→ DOCUMENT
/---

Of note, Australia has already created such a model with its Joint Cyber Security Centres, with centers in five locations across the country.
In an international schema, the five member nations represent five regions, offering physical breadth (and cross-time zone operational capacity) and the ability to coordinate actions and early warning on a global scale. Much like in the military, a daily (or nightly) Operations and Intelligence Briefing would be vital to each nation’s situational awareness and each of elements involved could then liaise with their reach back station.
Each nation brings to the table varying capabilities in terms of protection, response, cost imposition, exercise, and communication. Organizing those capabilities in such a way that facilitates coordination across the alliance would define the framework, and collaboration would ensure each nation complements and offsets each’s strengths and weaknesses. In the EU’s June 2021 JCU Factsheet, plans call for a common physical platform in Brussels to coordinate the cybersecurity actions across the EU space: the wording is “to come together to conduct joint operations, share knowledge, and work together.”
Similarly, the geographic dispersal of the Five Eyes nations gives a notional arrangement physical breadth and allows for 24/7 coverage. There are already EU bodies—e.g., the European Union Agency for Cybersecurity (ENISA), Cyber Rapid Response Teams (CRRTs), European External Action Service (EEAS), and the European Cybercrime Centre (EC3)—that are focused on various aspects of the cybersecurity ecosystem. These are to be woven into the JCU, giving it somewhat of a seamless nature, which is something that the Five Eyes alliance lacks (other than FELEG). Therefore, building the connective tissue between similar bodies across the Five Eyes nations will take additional time and coordination, but would weave together the capabilities across the five eyes in resilience, response, cost, and diplomacy.

\---

Photo-based point labeling records:
/---

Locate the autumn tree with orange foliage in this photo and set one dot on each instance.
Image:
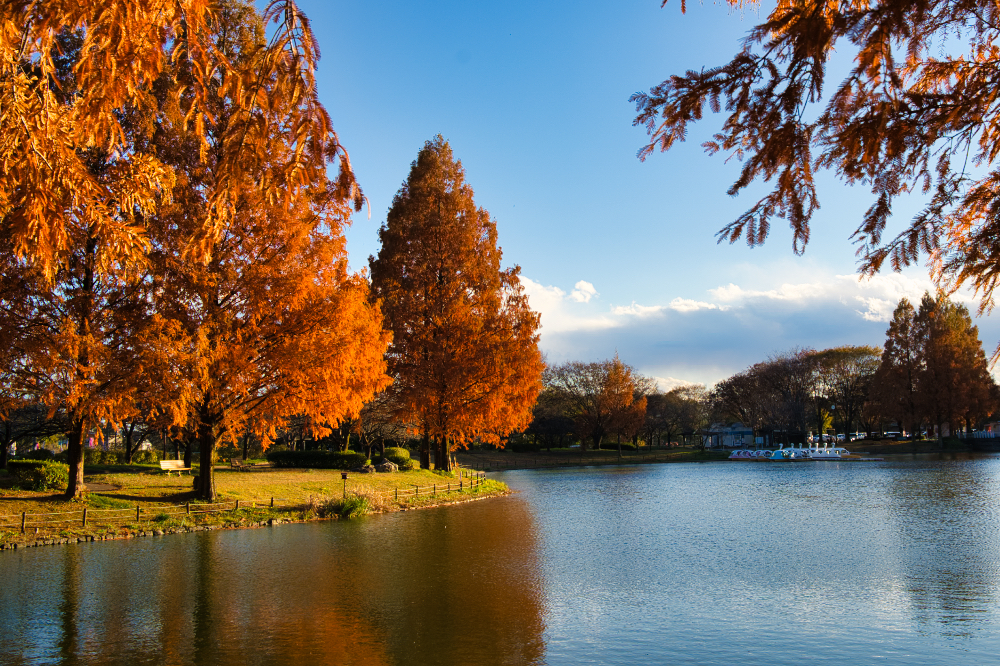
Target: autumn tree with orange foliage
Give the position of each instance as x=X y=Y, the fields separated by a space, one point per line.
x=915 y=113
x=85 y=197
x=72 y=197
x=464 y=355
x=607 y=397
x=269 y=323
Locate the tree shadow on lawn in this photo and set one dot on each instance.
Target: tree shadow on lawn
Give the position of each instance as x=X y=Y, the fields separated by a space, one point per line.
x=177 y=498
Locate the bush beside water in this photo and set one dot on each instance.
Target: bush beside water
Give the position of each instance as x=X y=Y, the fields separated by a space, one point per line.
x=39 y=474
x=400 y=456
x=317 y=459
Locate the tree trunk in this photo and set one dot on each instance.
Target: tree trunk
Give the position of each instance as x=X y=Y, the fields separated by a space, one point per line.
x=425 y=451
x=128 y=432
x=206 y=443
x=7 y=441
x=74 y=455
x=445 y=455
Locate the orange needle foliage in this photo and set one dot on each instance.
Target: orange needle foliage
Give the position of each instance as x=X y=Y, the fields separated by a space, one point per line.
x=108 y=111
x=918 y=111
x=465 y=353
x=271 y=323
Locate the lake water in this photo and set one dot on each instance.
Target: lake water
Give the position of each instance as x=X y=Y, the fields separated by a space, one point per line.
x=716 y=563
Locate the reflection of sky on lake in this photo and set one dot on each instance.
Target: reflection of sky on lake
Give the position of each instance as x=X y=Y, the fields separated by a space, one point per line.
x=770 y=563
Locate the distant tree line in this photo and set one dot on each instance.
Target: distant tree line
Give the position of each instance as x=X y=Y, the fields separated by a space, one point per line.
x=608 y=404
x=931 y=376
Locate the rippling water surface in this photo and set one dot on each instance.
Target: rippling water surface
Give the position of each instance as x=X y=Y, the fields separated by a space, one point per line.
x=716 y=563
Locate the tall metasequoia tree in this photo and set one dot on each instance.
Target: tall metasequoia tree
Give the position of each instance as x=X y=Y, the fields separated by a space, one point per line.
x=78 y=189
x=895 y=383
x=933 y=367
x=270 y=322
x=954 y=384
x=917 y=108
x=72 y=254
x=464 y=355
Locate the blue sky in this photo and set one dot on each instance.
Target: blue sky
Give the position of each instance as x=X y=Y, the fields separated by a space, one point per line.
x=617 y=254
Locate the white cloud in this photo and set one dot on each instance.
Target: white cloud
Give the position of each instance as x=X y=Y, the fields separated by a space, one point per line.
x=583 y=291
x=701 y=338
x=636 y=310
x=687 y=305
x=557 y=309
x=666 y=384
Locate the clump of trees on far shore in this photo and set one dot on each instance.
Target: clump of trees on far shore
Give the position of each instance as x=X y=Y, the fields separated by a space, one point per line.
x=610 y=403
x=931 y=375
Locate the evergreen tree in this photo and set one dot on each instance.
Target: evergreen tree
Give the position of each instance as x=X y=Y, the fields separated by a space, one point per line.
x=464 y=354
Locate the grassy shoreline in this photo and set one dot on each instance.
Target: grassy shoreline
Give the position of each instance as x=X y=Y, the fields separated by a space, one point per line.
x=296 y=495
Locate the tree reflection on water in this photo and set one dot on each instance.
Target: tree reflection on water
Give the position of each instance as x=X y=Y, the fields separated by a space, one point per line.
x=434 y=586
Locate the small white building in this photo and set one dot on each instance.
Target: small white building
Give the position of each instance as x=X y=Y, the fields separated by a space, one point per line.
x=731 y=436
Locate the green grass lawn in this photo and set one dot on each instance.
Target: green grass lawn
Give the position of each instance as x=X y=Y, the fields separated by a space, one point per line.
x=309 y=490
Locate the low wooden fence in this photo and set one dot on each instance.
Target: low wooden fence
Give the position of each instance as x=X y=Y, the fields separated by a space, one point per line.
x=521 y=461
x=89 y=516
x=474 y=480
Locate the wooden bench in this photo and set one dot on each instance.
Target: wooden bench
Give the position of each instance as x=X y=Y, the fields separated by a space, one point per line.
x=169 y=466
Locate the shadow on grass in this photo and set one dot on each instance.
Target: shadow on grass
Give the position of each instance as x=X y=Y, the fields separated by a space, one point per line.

\---

→ DIRECTIONS
1. According to the text on Five Eyes cyber cooperation, what makes it an advantage that the five member nations represent five regions?
2. Carry the text on Five Eyes cyber cooperation further from its last sentence.

→ FINAL RESULTS
1. Spreading the nations across five regions gives the arrangement physical breadth and operational capacity across time zones, which allows 24/7 coverage. It also lets the alliance coordinate actions and early warning on a global scale.

2.
What policies and laws do we need to facilitate international collaboration? In the aforementioned Belfer Center paper, my co-authors and I discussed updating the U.S. Cybersecurity Information Sharing Act of 2015, specifically amending the minimization requirement upon private sector entities for anonymizing data and the limited liability protection clauses. We also called for a U.S. federal data privacy law and a mandatory reporting (breach notification) law. Our argument was as follows:
These proposals aim to increase companies’ investment in cybersecurity and data protection, as well as provide a framework for more honest collaboration that improves cyber defense and avoids naming and shaming companies who are exposed to cyberattacks. […] To ensure that such a law would be positive for our model, private sector entities must be reassured that data breach notifications will be met with public assistance and additional liability protections.
These proposals are focused on data security, data privacy, and data collection, which are foundational to facilitating more effective and wide-spread information sharing between the public and private sectors. In an international collaborative framework, such regulations would be especially important for data and consumer protection, liability, and situational awareness on a global scale.
Developing policy for closer international collaboration should also be prioritized. In the United States, Presidential Policy Directive 41 (PPD-41), issued in 2016, directs interagency coordination during cyber incidents—a corollary directive could be developed for concurrently working among the Five Eyes nations during steady-state and incident response activities. Similar provisions for international engagement could be described in the 2018 U.S. National Cyber Strategy and the 2016 U.S. National Cyber Incident Response Plan (NCIRP). Similar policies in each member nation would have to be developed to reflect similar guidance.
In the aforementioned Belfer Center paper, my co-authors and I stated that “collecting more threat data, and processing it to detect anomalies and create a common operating picture, is vital to the success of our cyber operations, offensive and defensive.” We further noted that the “information and the technology to do this exists, but we do not have the infrastructure or the policies in place to drive coordinated, sustained sharing to create a holistic understanding of the threat at the strategic, operational, and tactical levels, as data resides siloed in countless networks.”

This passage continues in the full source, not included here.